- **Records**:
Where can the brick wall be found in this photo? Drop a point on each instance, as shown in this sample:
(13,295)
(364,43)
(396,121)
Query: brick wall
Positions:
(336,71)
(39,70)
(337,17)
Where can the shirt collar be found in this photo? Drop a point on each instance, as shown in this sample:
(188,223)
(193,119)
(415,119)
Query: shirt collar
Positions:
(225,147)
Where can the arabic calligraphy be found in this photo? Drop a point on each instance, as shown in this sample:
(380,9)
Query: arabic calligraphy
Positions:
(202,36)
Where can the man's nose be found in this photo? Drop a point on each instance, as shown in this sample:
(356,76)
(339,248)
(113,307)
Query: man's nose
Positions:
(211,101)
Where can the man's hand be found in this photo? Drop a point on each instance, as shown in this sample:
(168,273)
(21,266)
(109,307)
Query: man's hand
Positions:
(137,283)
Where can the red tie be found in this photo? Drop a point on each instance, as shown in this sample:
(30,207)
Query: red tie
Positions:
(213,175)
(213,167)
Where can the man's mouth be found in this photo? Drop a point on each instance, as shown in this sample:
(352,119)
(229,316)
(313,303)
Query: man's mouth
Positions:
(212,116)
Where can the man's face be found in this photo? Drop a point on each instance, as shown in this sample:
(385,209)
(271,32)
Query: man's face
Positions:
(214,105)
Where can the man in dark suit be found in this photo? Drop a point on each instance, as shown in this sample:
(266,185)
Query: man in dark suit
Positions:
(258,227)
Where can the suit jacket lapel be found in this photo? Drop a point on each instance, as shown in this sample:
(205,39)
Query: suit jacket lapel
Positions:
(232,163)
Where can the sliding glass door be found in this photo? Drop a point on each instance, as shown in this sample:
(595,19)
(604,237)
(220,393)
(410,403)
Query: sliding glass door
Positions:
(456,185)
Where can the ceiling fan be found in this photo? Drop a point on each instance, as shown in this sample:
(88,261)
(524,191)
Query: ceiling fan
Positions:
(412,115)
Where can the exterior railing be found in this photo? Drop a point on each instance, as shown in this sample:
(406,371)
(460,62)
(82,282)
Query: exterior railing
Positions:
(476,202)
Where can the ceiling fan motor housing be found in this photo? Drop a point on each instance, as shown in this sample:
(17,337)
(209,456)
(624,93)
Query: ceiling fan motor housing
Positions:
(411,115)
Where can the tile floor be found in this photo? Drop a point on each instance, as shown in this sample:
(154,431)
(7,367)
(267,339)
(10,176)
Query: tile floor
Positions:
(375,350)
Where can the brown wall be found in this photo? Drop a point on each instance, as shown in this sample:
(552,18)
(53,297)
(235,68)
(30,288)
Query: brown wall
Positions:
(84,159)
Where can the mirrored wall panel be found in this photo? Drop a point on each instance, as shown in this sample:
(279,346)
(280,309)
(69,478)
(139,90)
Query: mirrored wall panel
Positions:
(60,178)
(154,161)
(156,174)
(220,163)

---

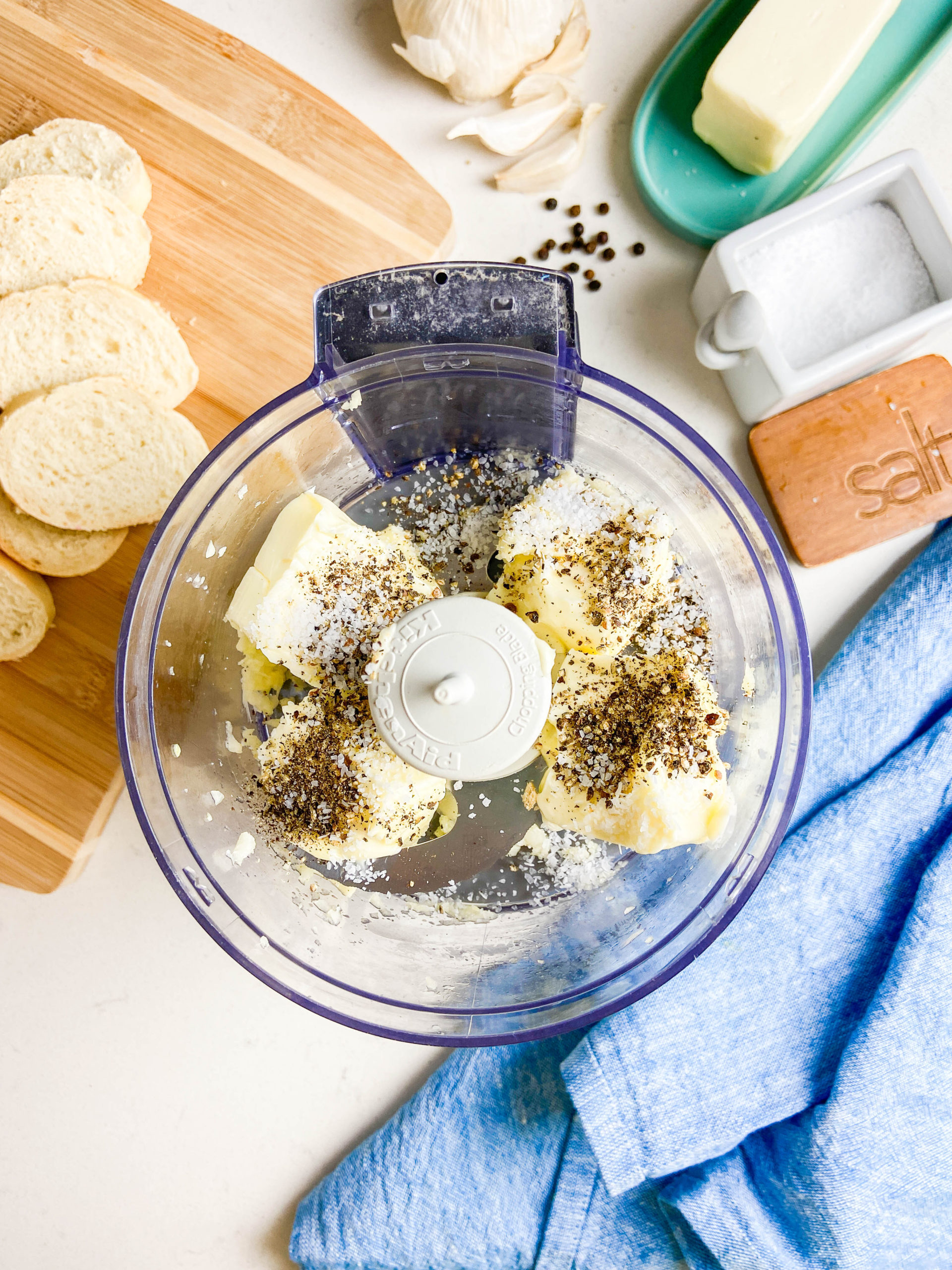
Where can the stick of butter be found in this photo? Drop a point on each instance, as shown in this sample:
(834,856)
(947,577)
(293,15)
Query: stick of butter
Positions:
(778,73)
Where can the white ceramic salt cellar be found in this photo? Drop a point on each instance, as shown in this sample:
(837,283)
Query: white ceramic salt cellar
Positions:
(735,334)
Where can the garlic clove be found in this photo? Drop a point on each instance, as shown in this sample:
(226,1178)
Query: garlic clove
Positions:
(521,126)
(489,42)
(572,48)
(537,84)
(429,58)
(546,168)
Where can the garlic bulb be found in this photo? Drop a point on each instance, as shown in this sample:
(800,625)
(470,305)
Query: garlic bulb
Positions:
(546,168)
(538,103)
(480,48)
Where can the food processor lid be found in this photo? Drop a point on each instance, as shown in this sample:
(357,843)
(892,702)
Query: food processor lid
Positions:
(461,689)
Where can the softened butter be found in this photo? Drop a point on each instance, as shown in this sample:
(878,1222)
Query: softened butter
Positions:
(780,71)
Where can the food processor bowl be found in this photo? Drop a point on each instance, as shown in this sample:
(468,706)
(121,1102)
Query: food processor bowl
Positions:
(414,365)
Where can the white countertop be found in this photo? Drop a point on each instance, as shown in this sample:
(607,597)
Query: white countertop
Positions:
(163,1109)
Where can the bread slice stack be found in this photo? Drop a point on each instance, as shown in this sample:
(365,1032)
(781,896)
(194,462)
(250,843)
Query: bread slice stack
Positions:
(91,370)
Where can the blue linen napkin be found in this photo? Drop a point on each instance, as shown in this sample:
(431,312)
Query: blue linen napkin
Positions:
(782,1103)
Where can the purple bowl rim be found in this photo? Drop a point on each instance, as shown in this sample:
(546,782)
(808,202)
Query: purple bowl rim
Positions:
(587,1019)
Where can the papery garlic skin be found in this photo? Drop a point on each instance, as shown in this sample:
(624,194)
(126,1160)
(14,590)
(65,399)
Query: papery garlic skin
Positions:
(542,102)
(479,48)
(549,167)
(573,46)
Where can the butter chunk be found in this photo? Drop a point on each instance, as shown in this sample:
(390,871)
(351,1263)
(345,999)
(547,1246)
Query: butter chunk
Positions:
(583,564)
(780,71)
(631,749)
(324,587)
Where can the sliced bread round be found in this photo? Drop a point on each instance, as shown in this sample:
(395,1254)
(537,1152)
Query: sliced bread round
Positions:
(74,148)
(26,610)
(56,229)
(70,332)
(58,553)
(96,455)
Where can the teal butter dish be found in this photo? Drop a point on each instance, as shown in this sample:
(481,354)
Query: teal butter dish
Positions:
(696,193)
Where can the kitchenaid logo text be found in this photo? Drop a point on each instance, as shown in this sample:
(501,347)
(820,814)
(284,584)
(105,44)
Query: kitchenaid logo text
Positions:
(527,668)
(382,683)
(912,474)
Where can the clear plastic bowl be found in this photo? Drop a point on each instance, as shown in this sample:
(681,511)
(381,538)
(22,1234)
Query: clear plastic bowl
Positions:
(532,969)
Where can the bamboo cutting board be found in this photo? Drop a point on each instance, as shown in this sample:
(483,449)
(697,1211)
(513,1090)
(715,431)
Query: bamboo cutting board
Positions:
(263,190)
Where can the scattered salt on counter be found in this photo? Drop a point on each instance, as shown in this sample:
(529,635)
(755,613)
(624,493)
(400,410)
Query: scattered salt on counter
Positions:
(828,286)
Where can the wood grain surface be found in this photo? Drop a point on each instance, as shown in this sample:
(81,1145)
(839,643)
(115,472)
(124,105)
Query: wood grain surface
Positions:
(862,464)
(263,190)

- **Task goal**: Filter the data above and copy every line containing the string "clove".

- **Answer to the exercise**:
Where can the garlic clove be found in this photo? Drop a point on each instance, as shown in this sample:
Query: garlic clove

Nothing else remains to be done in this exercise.